(Page text):
Cooper also mourns the losses that her land incurs, suggesting that any depletion of the natural aspects of a place drastically alter its identity. Like her seemingly innocent cataloging of natural plants and animals indigenous to America, which emerges as a plea for national pride and definition based on the natural world, her repeated lamentings of disappearing or decreasing portions of the natural world emerge as a plea for the preservation of the wilderness. Like Cooper's gently emerging concern for identifying indigenous plants and animals, Cooper gradually develops this theme of loss throughout her text. "Little events," when taken cumulatively, have large implications.
Cooper observes wild pigeons in early March, for instance, and recalls a previous season when "they passed over the valley in... large unbroken flocks several miles in extent succeeding each other." Then she remarks, "There have not been so many here since that season" (18). The reader might dismiss this observation due to its early position in her book, but as one progresses through the text and continually comes across this motif of longing for previous times when--somehow--nature was more complete, one realizes that Cooper is truly concerned about the changes taking place in her surroundings.

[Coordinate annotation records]
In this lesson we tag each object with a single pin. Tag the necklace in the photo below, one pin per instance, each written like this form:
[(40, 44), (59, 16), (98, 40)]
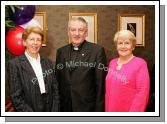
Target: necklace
[(120, 64)]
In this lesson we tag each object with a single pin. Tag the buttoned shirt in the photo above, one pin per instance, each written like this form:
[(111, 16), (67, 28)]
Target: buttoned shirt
[(36, 65)]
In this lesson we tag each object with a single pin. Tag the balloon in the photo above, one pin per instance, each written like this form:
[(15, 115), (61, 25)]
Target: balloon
[(33, 22), (23, 14), (14, 41)]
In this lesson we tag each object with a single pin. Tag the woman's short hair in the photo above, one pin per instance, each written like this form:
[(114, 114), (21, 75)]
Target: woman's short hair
[(125, 34), (80, 19), (31, 29)]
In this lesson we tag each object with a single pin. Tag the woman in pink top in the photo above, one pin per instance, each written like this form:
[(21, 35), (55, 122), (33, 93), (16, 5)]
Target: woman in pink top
[(127, 81)]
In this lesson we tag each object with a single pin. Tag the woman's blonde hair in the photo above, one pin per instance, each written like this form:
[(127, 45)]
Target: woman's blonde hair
[(31, 29), (125, 34)]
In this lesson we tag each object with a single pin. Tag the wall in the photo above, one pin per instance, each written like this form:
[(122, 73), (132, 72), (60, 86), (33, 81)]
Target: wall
[(107, 25)]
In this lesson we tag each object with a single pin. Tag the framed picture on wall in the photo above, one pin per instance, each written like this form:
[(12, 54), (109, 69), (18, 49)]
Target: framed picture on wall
[(40, 20), (91, 19), (136, 24)]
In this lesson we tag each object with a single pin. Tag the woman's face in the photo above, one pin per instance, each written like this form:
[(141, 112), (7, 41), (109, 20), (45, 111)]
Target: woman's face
[(33, 43), (124, 47)]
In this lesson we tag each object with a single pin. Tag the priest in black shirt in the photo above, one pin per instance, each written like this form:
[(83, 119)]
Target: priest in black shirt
[(80, 71)]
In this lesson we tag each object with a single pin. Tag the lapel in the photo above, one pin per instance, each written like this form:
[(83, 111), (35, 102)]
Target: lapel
[(84, 52)]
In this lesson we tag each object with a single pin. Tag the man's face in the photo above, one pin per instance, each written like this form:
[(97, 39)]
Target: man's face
[(77, 32)]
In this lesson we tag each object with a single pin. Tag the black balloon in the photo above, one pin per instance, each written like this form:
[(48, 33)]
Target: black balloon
[(24, 14)]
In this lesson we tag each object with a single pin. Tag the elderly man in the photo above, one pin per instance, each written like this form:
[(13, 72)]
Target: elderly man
[(81, 80)]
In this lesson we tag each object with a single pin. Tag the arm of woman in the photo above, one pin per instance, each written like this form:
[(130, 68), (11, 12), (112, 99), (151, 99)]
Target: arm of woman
[(55, 104), (16, 88), (140, 100)]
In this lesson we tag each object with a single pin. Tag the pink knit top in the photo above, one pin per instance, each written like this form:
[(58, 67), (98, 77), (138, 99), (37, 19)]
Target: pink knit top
[(127, 89)]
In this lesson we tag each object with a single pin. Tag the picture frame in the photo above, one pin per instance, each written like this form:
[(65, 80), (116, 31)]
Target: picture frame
[(134, 23), (40, 17), (91, 19)]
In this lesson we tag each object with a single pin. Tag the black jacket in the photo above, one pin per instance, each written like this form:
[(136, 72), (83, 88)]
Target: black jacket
[(24, 87), (82, 87)]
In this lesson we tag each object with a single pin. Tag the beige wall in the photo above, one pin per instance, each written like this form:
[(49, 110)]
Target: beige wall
[(107, 25)]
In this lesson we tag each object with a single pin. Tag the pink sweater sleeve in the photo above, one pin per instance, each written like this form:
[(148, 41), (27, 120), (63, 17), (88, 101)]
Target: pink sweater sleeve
[(140, 100)]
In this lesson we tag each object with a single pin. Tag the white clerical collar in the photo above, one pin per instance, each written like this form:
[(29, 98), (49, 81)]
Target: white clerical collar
[(31, 58)]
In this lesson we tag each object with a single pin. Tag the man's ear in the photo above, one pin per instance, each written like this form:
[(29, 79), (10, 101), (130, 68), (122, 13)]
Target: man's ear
[(24, 43)]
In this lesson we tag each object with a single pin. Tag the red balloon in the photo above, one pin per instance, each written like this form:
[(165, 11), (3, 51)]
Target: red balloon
[(14, 41)]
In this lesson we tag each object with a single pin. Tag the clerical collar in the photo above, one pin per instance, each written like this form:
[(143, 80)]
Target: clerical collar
[(76, 48)]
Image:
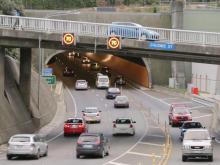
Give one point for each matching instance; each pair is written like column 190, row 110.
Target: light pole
column 39, row 70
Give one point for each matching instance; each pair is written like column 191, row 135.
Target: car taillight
column 98, row 142
column 66, row 126
column 33, row 145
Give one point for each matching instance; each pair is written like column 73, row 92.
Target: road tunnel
column 132, row 68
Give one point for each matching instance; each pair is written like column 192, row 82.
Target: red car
column 178, row 114
column 74, row 126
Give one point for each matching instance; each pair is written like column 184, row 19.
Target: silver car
column 123, row 126
column 91, row 114
column 197, row 143
column 121, row 101
column 81, row 84
column 31, row 145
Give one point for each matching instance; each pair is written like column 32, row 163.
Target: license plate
column 87, row 146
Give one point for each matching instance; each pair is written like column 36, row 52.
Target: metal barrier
column 103, row 30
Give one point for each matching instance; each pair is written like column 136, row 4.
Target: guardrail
column 102, row 30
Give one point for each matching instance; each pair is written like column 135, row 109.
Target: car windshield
column 74, row 121
column 196, row 135
column 103, row 79
column 192, row 125
column 180, row 110
column 81, row 81
column 88, row 138
column 123, row 121
column 20, row 139
column 113, row 90
column 121, row 98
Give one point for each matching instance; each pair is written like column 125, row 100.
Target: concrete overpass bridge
column 27, row 33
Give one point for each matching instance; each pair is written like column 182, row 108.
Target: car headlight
column 186, row 147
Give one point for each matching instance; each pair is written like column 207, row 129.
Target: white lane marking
column 182, row 102
column 75, row 109
column 150, row 96
column 152, row 144
column 74, row 102
column 117, row 163
column 197, row 117
column 156, row 136
column 141, row 154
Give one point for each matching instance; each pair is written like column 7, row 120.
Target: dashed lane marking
column 75, row 114
column 202, row 116
column 141, row 154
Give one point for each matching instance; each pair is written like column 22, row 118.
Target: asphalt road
column 148, row 108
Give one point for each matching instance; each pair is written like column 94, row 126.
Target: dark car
column 112, row 93
column 105, row 71
column 189, row 125
column 68, row 72
column 95, row 144
column 120, row 80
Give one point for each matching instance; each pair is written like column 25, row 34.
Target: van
column 102, row 81
column 197, row 143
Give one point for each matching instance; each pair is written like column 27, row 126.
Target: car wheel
column 112, row 33
column 210, row 158
column 184, row 158
column 9, row 157
column 37, row 156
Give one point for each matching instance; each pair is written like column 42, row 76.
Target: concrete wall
column 205, row 76
column 15, row 118
column 146, row 19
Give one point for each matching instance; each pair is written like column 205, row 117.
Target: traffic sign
column 51, row 80
column 161, row 46
column 47, row 71
column 114, row 42
column 68, row 39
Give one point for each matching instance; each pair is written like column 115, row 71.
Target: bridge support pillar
column 2, row 71
column 180, row 70
column 25, row 75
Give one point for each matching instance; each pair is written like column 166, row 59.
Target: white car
column 81, row 84
column 92, row 114
column 102, row 81
column 197, row 143
column 123, row 126
column 31, row 145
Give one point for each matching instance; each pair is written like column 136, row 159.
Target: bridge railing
column 102, row 30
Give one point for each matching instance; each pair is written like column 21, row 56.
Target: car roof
column 22, row 135
column 198, row 130
column 79, row 118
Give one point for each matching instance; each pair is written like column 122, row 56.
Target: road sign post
column 51, row 80
column 68, row 39
column 114, row 42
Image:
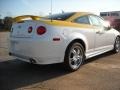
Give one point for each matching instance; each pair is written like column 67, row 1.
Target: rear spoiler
column 22, row 18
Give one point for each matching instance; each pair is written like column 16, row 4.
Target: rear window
column 63, row 16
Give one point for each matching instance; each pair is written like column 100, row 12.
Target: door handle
column 99, row 32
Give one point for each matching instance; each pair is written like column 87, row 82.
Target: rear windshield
column 63, row 16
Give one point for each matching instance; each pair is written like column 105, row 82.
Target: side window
column 95, row 21
column 82, row 20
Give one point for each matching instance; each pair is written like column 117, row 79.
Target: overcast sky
column 42, row 7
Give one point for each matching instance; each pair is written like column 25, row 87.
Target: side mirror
column 107, row 25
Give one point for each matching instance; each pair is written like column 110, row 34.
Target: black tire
column 74, row 59
column 116, row 45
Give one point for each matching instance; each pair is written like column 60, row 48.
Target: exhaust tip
column 32, row 61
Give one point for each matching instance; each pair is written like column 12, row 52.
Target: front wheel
column 74, row 56
column 117, row 45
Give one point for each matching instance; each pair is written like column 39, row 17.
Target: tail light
column 41, row 30
column 30, row 29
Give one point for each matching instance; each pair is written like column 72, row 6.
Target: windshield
column 63, row 16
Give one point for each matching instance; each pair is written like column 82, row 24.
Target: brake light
column 30, row 29
column 41, row 30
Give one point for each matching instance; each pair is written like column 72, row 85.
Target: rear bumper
column 37, row 52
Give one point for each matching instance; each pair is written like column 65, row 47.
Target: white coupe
column 67, row 38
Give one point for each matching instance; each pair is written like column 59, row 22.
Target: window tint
column 95, row 21
column 114, row 14
column 82, row 20
column 62, row 16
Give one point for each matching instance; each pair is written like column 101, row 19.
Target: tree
column 8, row 22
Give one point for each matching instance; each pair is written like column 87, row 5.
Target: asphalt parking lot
column 98, row 73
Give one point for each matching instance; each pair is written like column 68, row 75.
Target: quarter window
column 82, row 20
column 95, row 21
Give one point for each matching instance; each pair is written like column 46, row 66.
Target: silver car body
column 44, row 49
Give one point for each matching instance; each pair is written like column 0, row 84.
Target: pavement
column 98, row 73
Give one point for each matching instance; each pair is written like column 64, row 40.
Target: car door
column 103, row 38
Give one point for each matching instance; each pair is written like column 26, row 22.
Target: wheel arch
column 76, row 40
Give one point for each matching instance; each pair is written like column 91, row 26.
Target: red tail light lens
column 41, row 30
column 30, row 29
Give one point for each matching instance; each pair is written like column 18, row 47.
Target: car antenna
column 51, row 9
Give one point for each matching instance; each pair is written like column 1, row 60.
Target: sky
column 43, row 7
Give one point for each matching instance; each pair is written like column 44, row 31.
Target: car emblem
column 19, row 27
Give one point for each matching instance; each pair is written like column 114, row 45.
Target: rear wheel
column 74, row 56
column 117, row 45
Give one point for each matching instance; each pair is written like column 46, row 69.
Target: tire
column 74, row 56
column 117, row 45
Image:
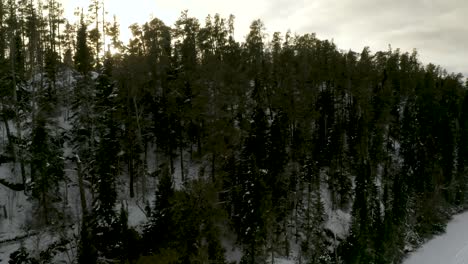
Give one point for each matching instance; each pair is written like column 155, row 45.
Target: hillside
column 188, row 146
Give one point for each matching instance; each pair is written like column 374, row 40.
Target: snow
column 449, row 248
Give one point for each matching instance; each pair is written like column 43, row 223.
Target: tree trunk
column 84, row 207
column 131, row 174
column 182, row 163
column 213, row 167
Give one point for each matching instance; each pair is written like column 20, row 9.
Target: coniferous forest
column 275, row 146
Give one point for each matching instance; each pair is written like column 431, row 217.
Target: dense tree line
column 273, row 124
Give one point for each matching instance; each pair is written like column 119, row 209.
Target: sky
column 438, row 29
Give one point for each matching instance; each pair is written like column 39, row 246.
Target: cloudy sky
column 438, row 29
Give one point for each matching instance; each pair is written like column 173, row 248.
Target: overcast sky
column 438, row 29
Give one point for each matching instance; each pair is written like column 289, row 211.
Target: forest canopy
column 264, row 140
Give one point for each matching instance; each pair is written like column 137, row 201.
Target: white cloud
column 437, row 28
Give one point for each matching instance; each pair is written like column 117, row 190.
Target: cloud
column 438, row 29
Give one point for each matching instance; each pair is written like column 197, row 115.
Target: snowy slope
column 449, row 248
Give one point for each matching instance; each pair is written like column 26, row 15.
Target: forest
column 255, row 145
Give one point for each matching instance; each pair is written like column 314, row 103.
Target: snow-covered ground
column 449, row 248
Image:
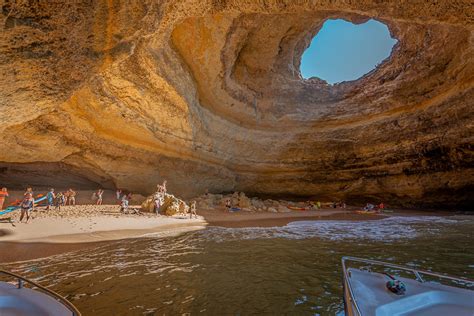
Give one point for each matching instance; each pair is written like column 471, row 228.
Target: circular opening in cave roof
column 343, row 51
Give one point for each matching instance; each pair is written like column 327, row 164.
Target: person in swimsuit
column 124, row 205
column 29, row 190
column 192, row 209
column 99, row 196
column 50, row 197
column 3, row 195
column 27, row 205
column 58, row 201
column 72, row 197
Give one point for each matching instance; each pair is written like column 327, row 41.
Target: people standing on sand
column 99, row 194
column 27, row 205
column 161, row 188
column 50, row 197
column 192, row 209
column 29, row 190
column 66, row 197
column 3, row 195
column 158, row 202
column 124, row 204
column 59, row 201
column 72, row 197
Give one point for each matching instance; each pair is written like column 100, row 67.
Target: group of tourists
column 159, row 200
column 374, row 208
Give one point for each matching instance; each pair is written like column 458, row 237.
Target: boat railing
column 21, row 280
column 418, row 275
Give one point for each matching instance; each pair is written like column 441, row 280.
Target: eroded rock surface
column 208, row 95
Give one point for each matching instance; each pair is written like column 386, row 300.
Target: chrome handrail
column 56, row 296
column 395, row 266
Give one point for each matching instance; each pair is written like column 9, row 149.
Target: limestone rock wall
column 208, row 95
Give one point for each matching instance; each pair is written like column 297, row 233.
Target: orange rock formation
column 208, row 95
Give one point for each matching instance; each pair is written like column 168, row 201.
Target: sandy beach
column 82, row 226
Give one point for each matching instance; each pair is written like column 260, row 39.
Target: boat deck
column 16, row 301
column 420, row 298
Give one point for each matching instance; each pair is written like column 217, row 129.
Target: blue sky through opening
column 343, row 51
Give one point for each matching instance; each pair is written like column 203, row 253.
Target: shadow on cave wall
column 44, row 175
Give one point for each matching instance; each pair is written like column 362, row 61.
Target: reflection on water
column 248, row 271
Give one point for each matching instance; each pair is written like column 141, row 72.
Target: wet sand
column 35, row 240
column 245, row 219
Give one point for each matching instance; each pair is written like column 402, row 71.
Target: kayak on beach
column 295, row 208
column 16, row 204
column 367, row 212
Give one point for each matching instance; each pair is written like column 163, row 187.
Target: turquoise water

(Exercises):
A) Copy everything in the passage on Cooper's nature writing from "Cooper also mourns" down to "have large implications.", and change "wilderness" to "wild country".
B) Pick up the passage on Cooper's nature writing after its final sentence and write the next paragraph.

(Answers for this exercise):
A)
Cooper also mourns the losses that her land incurs, suggesting that any depletion of the natural aspects of a place drastically alter its identity. Like her seemingly innocent cataloging of natural plants and animals indigenous to America, which emerges as a plea for national pride and definition based on the natural world, her repeated lamentings of disappearing or decreasing portions of the natural world emerge as a plea for the preservation of the wild country. Like Cooper's gently emerging concern for identifying indigenous plants and animals, Cooper gradually develops this theme of loss throughout her text. "Little events," when taken cumulatively, have large implications.

B)
Her concern becomes much more overt, but not until much later in the book.25 Cooper's seemingly minor concern for the losses of groups of birds or plants culminates in her consideration of the rapid deforestation occurring in the country.26 She returns to the subject many times throughout the course of Rural Hours and, further along in the book, strongly criticizes people for their careless use of timber:
One would think that by this time, when the forest has fallen in all the valleys -- when the hills are becoming more bare every day--when timber and fuel are rising in prices, and new uses are found for even indifferent woods--some forethought and care in this respect would be natural in people laying claim to common sense. (213-14)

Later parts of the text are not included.